• WRITTEN PROBLEM
Rewrite every line of the rows from the one containing "Query: shadow on water" down through the end of the rows, both ends included. Shift each coordinate value by adding -119 to it, and keep all other lines unchanged.

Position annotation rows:
* START *

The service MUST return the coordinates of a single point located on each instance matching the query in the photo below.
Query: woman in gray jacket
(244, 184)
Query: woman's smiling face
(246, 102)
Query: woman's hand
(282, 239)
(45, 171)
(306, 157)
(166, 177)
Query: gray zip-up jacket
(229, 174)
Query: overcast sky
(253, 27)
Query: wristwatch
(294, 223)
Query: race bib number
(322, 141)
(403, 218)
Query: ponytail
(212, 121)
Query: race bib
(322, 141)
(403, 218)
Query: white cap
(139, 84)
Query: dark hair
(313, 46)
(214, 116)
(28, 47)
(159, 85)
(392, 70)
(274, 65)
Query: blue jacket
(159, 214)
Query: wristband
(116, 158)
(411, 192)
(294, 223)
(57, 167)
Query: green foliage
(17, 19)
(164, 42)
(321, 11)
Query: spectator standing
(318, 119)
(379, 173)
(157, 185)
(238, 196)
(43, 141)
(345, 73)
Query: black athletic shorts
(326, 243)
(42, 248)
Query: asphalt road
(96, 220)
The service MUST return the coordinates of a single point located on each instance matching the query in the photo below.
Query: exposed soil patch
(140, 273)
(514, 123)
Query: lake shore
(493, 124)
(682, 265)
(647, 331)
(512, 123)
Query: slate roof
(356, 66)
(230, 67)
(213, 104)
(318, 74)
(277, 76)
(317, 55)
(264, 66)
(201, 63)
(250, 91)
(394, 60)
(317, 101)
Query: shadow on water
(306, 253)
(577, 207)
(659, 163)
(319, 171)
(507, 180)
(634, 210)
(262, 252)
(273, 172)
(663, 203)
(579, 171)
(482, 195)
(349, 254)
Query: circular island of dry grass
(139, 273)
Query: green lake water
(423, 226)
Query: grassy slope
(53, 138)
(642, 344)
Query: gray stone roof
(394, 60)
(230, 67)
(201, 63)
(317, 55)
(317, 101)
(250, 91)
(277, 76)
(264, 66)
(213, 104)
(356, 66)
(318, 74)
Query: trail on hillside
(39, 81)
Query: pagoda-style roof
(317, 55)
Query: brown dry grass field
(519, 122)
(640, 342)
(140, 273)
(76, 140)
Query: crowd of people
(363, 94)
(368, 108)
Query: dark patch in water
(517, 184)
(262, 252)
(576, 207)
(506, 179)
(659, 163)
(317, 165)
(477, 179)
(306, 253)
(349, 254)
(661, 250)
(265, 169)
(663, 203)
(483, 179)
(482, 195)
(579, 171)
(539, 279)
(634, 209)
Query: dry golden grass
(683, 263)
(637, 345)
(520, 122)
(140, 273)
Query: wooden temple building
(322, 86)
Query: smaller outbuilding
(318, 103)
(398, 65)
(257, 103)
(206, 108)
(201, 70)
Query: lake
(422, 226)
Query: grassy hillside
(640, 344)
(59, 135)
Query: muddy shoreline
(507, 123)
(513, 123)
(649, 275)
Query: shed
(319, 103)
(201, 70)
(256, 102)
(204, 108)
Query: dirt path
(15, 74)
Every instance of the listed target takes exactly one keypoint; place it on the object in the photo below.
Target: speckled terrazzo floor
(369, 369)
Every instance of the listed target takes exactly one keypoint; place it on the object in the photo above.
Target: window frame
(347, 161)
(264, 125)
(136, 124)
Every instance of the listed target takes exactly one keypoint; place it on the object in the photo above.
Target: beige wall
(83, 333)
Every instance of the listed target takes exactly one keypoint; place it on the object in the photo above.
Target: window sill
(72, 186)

* END *

• WORKED SOLUTION
Query: shadow on water
(187, 134)
(458, 88)
(540, 44)
(200, 52)
(388, 61)
(515, 91)
(143, 133)
(154, 53)
(544, 84)
(460, 52)
(363, 76)
(230, 135)
Query: circular island of dry grass
(20, 154)
Query: green lake water
(304, 107)
Query: grassy slope
(-66, 19)
(523, 225)
Query: gray stone roof
(275, -59)
(111, -52)
(82, -56)
(198, -64)
(198, -18)
(131, -28)
(158, -43)
(145, -53)
(94, -15)
(237, -53)
(199, -45)
Query: trail on hillside
(-80, -38)
Query: pagoda-style roof
(198, -64)
Query: brown dry grass field
(400, 3)
(521, 223)
(21, 154)
(-43, 21)
Query: crowd of people
(244, -25)
(249, -11)
Query: dark patch in water
(398, 65)
(143, 133)
(457, 88)
(387, 60)
(540, 44)
(198, 46)
(358, 60)
(187, 134)
(230, 135)
(542, 131)
(146, 50)
(544, 84)
(364, 60)
(363, 76)
(460, 52)
(420, 160)
(515, 90)
Query: dry golden grass
(564, 144)
(518, 226)
(401, 3)
(21, 154)
Query: wooden temple building
(203, -33)
Query: smaller outbuilding
(199, -16)
(279, -54)
(138, -16)
(87, -11)
(82, -49)
Query: lake
(303, 107)
Query: grassy hillside
(521, 225)
(-60, 16)
Query: muddy shoreline
(388, 4)
(394, 4)
(530, 156)
Query: shed
(200, -16)
(82, -49)
(137, -17)
(85, -11)
Query: dirt path
(-104, -45)
Every instance of the listed target takes exactly one keypoint; place it on the object in the photo below.
Target: speckled terrazzo floor
(250, 250)
Every instance of the listed target takes exactly one keypoint; place it on the object in the photo above.
Target: window frame
(228, 42)
(145, 6)
(17, 5)
Every instance of the listed target takes exactly one keypoint; place it on the object in the photo above.
Target: beige wall
(-36, 214)
Every instance of the listed target takes exactly one keypoint; place it on the object in the photo above.
Target: window sill
(-47, 67)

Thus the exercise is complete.